The entries below contain a line with "Q: For each instance of the shrub" and a line with "Q: For each instance of the building". Quote exactly those two lines and all lines between them.

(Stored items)

******************************

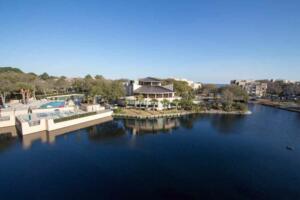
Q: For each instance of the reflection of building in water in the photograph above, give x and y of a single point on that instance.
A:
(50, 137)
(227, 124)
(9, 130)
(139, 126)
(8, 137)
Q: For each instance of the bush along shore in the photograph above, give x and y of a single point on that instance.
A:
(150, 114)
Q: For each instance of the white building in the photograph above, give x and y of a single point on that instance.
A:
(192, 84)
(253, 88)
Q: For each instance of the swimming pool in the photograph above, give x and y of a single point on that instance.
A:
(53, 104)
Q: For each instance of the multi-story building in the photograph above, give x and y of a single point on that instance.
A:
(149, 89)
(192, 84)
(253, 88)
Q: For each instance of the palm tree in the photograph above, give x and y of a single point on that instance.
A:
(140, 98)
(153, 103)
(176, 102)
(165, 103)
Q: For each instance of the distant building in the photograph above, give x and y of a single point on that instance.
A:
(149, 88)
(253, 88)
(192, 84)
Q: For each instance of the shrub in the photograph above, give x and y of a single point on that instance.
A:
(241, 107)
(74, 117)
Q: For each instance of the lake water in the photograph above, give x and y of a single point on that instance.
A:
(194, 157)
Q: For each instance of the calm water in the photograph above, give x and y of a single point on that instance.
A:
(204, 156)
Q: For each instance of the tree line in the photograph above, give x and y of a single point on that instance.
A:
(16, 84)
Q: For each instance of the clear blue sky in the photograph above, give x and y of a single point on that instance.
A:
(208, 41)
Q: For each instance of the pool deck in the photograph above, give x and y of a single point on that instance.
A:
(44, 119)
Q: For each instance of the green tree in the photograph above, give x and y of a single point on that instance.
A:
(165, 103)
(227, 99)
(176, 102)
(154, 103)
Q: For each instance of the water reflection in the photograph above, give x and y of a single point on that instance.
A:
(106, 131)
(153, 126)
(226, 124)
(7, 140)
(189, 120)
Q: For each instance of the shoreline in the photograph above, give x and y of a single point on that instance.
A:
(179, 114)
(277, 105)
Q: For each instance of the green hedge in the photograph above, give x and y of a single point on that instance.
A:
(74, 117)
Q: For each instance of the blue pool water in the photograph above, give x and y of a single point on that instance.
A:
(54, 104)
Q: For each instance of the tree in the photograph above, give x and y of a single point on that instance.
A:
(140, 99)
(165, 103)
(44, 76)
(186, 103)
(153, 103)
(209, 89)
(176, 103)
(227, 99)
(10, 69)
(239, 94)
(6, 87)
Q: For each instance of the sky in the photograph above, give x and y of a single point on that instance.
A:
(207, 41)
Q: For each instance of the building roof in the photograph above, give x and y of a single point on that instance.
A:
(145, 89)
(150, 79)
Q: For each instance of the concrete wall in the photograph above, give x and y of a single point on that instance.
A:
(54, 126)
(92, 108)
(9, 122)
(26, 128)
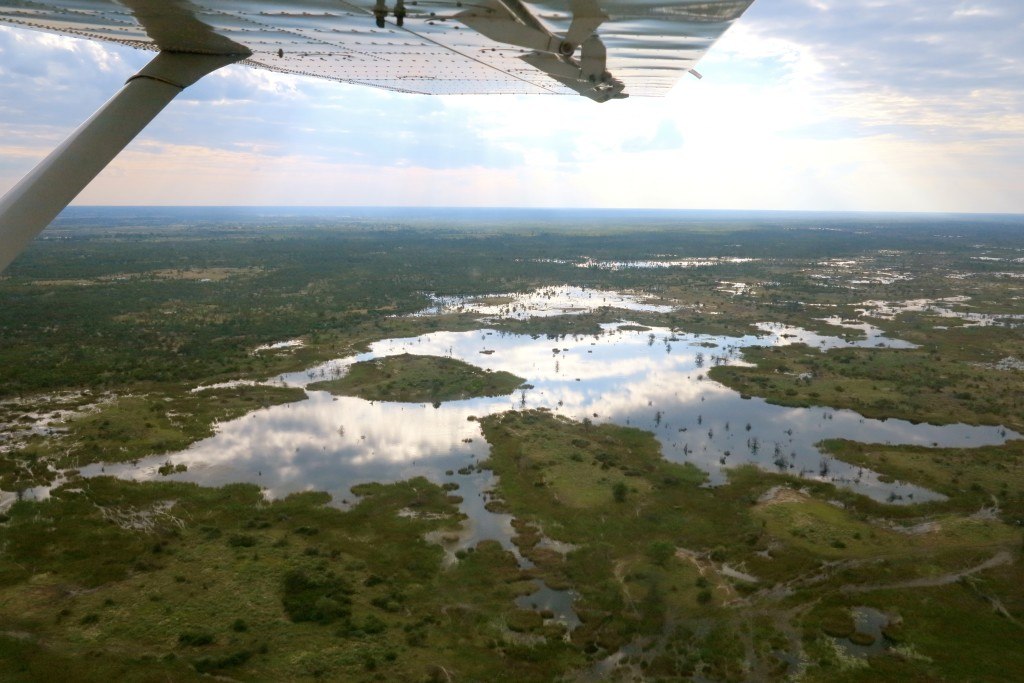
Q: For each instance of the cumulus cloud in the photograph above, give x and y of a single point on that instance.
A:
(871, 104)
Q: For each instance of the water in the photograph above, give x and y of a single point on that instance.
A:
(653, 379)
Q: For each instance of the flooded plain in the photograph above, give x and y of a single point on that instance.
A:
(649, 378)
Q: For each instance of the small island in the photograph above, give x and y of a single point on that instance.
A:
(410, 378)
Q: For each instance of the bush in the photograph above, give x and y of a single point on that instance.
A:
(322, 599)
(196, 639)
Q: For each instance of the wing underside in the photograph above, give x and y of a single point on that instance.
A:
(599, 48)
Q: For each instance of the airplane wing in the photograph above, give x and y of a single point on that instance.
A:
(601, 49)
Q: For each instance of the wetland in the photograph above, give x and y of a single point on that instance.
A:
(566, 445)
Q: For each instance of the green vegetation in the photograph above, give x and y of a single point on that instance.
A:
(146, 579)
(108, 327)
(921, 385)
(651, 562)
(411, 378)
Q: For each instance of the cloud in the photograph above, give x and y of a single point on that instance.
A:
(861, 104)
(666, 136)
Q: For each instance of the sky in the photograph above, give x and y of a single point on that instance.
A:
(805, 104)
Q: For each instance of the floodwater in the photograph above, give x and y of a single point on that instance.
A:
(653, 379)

******************************

## Answer for this exercise
Q: For each instance of the shrub in the photograph above, give x and y of a single point on that instance.
A:
(241, 107)
(74, 117)
Q: For each instance of the lake water in the photograph above, give x and y of a single point on that instance.
A:
(194, 157)
Q: For each instance of the calm water in the photograph above, give x and y of a single point on that instance.
A:
(204, 156)
Q: For each instance of the tree line in the photograph above, give x and y of a single point on that instance.
A:
(16, 84)
Q: For each instance of the clear blue sky in the photograph above, give x and y of a single point on that instance.
A:
(208, 41)
Q: For each instance of the pool deck in the photograph above, give x and y of a single point on that instance.
A:
(44, 119)
Q: For each instance of the green tree in the photograph above, give x and y of a single point on that instance.
A:
(165, 103)
(227, 99)
(176, 102)
(154, 103)
Q: For each instance of the water reflection in the photograph above, give x and y of a single point on that instance.
A:
(106, 131)
(153, 126)
(226, 124)
(7, 140)
(189, 120)
Q: For each instance of the shoreline in the photograph above, give x and y of a single point on that instance.
A:
(179, 114)
(277, 105)
Q: For each instance of the green hedge in the photograph above, give x and y of a single point on that instance.
A:
(74, 117)
Q: For each instance of the blue pool water in the photograph above, give x and y of a single point on that instance.
A:
(54, 104)
Q: For each instance of the tree in the photograph above, give x and y of a single point on that instance.
A:
(140, 99)
(165, 103)
(44, 76)
(186, 103)
(153, 103)
(209, 89)
(176, 103)
(227, 99)
(10, 69)
(239, 94)
(6, 87)
Q: For each instance of the sky in the photograph above, give x and y of a single point on that instance.
A:
(207, 41)
Q: For each instance of the building roof in the photograph above, give x and y of a single point on that instance.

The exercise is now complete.